Goal of the exercise
Copy the following material word for word.

Records for the task
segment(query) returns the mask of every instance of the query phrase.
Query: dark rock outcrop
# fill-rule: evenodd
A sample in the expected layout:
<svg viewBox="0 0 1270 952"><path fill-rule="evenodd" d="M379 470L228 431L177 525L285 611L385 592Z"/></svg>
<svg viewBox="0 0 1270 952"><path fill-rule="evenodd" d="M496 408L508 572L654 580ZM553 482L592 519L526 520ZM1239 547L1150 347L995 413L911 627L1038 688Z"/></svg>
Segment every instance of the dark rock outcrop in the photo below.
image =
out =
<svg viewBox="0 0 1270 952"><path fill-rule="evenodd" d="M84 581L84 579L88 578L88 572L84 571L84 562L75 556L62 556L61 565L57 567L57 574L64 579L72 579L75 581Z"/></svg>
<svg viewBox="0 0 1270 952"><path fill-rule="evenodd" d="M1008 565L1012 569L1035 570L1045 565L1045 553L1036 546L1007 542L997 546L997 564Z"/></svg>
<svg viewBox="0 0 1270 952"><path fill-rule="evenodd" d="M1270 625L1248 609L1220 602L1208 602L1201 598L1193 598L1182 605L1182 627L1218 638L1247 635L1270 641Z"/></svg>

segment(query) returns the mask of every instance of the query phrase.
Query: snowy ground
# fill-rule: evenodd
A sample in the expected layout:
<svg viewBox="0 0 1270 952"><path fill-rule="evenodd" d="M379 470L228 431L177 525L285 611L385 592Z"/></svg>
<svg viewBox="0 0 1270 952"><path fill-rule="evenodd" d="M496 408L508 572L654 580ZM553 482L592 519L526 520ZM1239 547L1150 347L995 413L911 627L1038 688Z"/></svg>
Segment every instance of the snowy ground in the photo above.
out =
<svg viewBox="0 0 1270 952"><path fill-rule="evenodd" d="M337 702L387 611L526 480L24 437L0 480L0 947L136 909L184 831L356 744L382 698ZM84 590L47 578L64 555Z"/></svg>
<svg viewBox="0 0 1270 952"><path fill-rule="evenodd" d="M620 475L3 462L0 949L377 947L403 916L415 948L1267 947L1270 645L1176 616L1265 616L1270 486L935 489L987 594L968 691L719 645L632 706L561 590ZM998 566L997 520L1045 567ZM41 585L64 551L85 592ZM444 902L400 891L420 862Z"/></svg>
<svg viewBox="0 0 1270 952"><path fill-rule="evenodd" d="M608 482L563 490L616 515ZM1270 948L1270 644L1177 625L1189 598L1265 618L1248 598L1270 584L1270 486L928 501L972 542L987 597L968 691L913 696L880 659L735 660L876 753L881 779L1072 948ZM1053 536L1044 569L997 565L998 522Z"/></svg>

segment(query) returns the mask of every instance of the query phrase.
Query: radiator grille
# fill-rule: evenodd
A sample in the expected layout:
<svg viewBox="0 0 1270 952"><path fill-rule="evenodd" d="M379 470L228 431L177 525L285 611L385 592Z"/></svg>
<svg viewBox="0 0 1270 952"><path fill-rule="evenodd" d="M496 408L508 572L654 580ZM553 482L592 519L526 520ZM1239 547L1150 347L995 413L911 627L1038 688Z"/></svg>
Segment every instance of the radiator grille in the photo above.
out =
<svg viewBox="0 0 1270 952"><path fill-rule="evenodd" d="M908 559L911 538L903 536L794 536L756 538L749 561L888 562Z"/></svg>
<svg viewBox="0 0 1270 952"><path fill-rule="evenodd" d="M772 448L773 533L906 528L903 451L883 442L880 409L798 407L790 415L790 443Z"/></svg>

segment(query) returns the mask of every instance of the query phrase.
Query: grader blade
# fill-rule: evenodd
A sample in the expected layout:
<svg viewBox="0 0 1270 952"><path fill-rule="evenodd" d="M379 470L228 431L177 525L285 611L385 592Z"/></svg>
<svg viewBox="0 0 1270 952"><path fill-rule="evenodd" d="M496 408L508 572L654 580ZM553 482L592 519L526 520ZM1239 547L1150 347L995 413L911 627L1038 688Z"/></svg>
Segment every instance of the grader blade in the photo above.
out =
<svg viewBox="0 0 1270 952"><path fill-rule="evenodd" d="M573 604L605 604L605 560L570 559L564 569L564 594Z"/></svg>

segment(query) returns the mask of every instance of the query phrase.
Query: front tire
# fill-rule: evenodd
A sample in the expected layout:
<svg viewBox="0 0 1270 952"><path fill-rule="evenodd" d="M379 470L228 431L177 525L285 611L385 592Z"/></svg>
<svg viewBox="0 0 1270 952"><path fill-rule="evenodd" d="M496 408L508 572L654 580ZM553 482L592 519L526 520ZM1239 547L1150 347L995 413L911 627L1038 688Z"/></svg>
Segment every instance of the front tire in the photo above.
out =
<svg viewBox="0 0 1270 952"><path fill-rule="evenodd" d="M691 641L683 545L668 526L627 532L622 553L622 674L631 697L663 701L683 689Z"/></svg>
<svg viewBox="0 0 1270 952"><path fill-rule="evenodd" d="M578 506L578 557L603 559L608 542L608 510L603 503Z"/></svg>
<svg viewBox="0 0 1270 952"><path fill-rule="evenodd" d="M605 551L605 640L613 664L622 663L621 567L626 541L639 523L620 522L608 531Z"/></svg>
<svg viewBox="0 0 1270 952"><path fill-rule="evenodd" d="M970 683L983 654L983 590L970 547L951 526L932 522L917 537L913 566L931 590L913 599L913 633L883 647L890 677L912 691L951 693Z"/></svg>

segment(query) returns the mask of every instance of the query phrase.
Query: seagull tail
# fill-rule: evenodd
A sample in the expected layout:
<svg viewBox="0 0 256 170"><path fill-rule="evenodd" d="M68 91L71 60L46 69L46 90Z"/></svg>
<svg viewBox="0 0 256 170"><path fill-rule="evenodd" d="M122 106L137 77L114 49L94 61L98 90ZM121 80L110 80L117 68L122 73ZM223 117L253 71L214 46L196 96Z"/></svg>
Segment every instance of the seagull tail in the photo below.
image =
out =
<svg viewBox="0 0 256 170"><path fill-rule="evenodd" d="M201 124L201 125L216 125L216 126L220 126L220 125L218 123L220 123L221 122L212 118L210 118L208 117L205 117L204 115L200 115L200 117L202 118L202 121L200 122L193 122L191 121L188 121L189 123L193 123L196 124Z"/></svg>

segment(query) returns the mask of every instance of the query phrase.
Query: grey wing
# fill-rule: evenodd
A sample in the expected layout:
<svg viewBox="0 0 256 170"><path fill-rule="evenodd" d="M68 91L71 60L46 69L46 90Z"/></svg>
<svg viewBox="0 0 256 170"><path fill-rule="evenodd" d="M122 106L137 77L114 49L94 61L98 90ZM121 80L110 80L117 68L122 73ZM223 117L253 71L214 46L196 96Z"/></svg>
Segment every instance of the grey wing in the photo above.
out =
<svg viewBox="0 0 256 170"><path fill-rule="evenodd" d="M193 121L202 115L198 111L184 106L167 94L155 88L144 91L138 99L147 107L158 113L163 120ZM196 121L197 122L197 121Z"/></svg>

Response to the task
segment(query) returns the mask of every instance of the query phrase.
Query: dark rock outcrop
# fill-rule: evenodd
A sample in the expected layout:
<svg viewBox="0 0 1270 952"><path fill-rule="evenodd" d="M379 470L228 431L177 525L285 611L385 592Z"/></svg>
<svg viewBox="0 0 1270 952"><path fill-rule="evenodd" d="M496 408L508 572L654 580ZM553 482L592 519L526 520ZM1239 547L1150 347L995 413L911 627L1038 688Z"/></svg>
Segment every instance of the dark rock outcrop in the photo below.
image =
out =
<svg viewBox="0 0 1270 952"><path fill-rule="evenodd" d="M84 581L84 579L88 578L88 572L84 571L84 562L75 556L62 556L61 565L57 567L57 574L64 579L72 579L75 581Z"/></svg>
<svg viewBox="0 0 1270 952"><path fill-rule="evenodd" d="M1008 565L1012 569L1035 570L1045 565L1045 553L1036 546L1007 542L997 546L997 564Z"/></svg>
<svg viewBox="0 0 1270 952"><path fill-rule="evenodd" d="M1270 625L1248 609L1220 602L1208 602L1201 598L1193 598L1182 605L1182 627L1218 638L1247 635L1270 641Z"/></svg>

segment(query) returns the mask of every instance of the query phrase.
Query: snowy ground
# fill-rule: evenodd
A sample in the expected layout:
<svg viewBox="0 0 1270 952"><path fill-rule="evenodd" d="M379 470L228 431L177 525L285 611L385 592Z"/></svg>
<svg viewBox="0 0 1270 952"><path fill-rule="evenodd" d="M496 408L508 572L654 580ZM553 482L592 519L526 520ZM1239 547L1150 347L995 413L911 627L1038 688Z"/></svg>
Segment every instance of the snowy ground in the photo above.
out =
<svg viewBox="0 0 1270 952"><path fill-rule="evenodd" d="M337 702L387 611L526 480L24 437L0 480L0 947L136 909L184 831L356 744L382 698ZM84 590L47 578L64 555Z"/></svg>
<svg viewBox="0 0 1270 952"><path fill-rule="evenodd" d="M620 475L3 462L0 949L377 947L403 916L415 948L1267 947L1270 645L1176 616L1265 616L1270 486L935 489L987 594L968 691L719 645L632 706L561 590ZM998 566L997 520L1045 567ZM41 585L64 551L85 592ZM444 902L400 891L420 862Z"/></svg>
<svg viewBox="0 0 1270 952"><path fill-rule="evenodd" d="M608 482L563 490L616 515ZM1270 948L1270 644L1177 625L1189 598L1265 618L1248 598L1270 584L1270 486L928 501L972 542L987 597L968 691L913 696L880 659L735 660L876 753L881 779L1072 948ZM1053 536L1044 569L997 565L998 522Z"/></svg>

segment(query) returns the mask of every instance of the query phrase.
Query: radiator grille
# fill-rule: evenodd
A sample in the expected layout:
<svg viewBox="0 0 1270 952"><path fill-rule="evenodd" d="M379 470L228 431L177 525L285 611L385 592Z"/></svg>
<svg viewBox="0 0 1270 952"><path fill-rule="evenodd" d="M496 408L508 572L654 580ZM553 482L592 519L526 520ZM1239 547L1150 347L995 413L911 627L1038 688Z"/></svg>
Segment every instance of the radiator grille in the photo above.
out =
<svg viewBox="0 0 1270 952"><path fill-rule="evenodd" d="M908 559L911 538L903 536L794 536L756 538L749 561L888 562Z"/></svg>
<svg viewBox="0 0 1270 952"><path fill-rule="evenodd" d="M772 448L773 533L906 528L903 451L883 442L880 409L798 407L790 415L790 443Z"/></svg>

segment(query) returns the mask of every instance of the query phrase.
Query: grader blade
# fill-rule: evenodd
A sample in the expected layout:
<svg viewBox="0 0 1270 952"><path fill-rule="evenodd" d="M379 470L228 431L177 525L285 611L385 592Z"/></svg>
<svg viewBox="0 0 1270 952"><path fill-rule="evenodd" d="M496 408L508 572L654 580ZM553 482L592 519L526 520ZM1239 547L1150 347L995 413L911 627L1038 688Z"/></svg>
Segment every instance of the grader blade in the photo above.
out =
<svg viewBox="0 0 1270 952"><path fill-rule="evenodd" d="M573 604L605 604L605 560L570 559L564 569L564 594Z"/></svg>

segment(query) returns the mask of every instance of the query phrase.
Query: front tire
# fill-rule: evenodd
A sample in the expected layout:
<svg viewBox="0 0 1270 952"><path fill-rule="evenodd" d="M379 470L228 431L177 525L285 611L385 592Z"/></svg>
<svg viewBox="0 0 1270 952"><path fill-rule="evenodd" d="M496 408L508 572L654 580ZM553 482L592 519L526 520ZM1239 547L1150 347L995 413L911 627L1038 688Z"/></svg>
Segment every instance of the front tire in the photo above.
out =
<svg viewBox="0 0 1270 952"><path fill-rule="evenodd" d="M691 641L683 545L668 526L627 532L622 553L622 674L631 697L663 701L683 689Z"/></svg>
<svg viewBox="0 0 1270 952"><path fill-rule="evenodd" d="M578 506L578 557L603 559L608 542L608 510L603 503Z"/></svg>
<svg viewBox="0 0 1270 952"><path fill-rule="evenodd" d="M605 551L605 640L613 664L622 663L621 567L626 541L639 523L620 522L608 531Z"/></svg>
<svg viewBox="0 0 1270 952"><path fill-rule="evenodd" d="M970 683L983 654L983 590L970 547L951 526L932 522L917 537L913 566L931 590L913 599L913 633L883 647L890 677L912 691L951 693Z"/></svg>

segment(query) returns the mask of every instance of the query phrase.
Query: seagull tail
# fill-rule: evenodd
A sample in the expected layout:
<svg viewBox="0 0 256 170"><path fill-rule="evenodd" d="M68 91L71 60L46 69L46 90Z"/></svg>
<svg viewBox="0 0 256 170"><path fill-rule="evenodd" d="M122 106L137 77L114 49L94 61L98 90ZM121 80L110 80L117 68L122 73ZM223 117L253 71L214 46L196 96Z"/></svg>
Segment every instance of the seagull tail in the photo below.
image =
out =
<svg viewBox="0 0 256 170"><path fill-rule="evenodd" d="M201 124L201 125L216 125L216 126L220 126L220 125L218 123L220 123L221 122L212 118L210 118L208 117L205 117L204 115L200 115L200 117L202 118L202 121L200 122L193 122L191 121L188 121L189 123L193 123L196 124Z"/></svg>

segment(query) returns the mask of every instance of the query phrase.
Query: grey wing
# fill-rule: evenodd
A sample in the expected layout:
<svg viewBox="0 0 256 170"><path fill-rule="evenodd" d="M68 91L71 60L46 69L46 90Z"/></svg>
<svg viewBox="0 0 256 170"><path fill-rule="evenodd" d="M122 106L137 77L114 49L94 61L98 90ZM121 80L110 80L117 68L122 73ZM223 117L253 71L214 46L196 96Z"/></svg>
Segment every instance of the grey wing in the photo above.
out =
<svg viewBox="0 0 256 170"><path fill-rule="evenodd" d="M193 121L202 115L198 111L184 106L167 94L155 88L144 91L138 99L147 107L158 113L163 120ZM196 121L197 122L197 121Z"/></svg>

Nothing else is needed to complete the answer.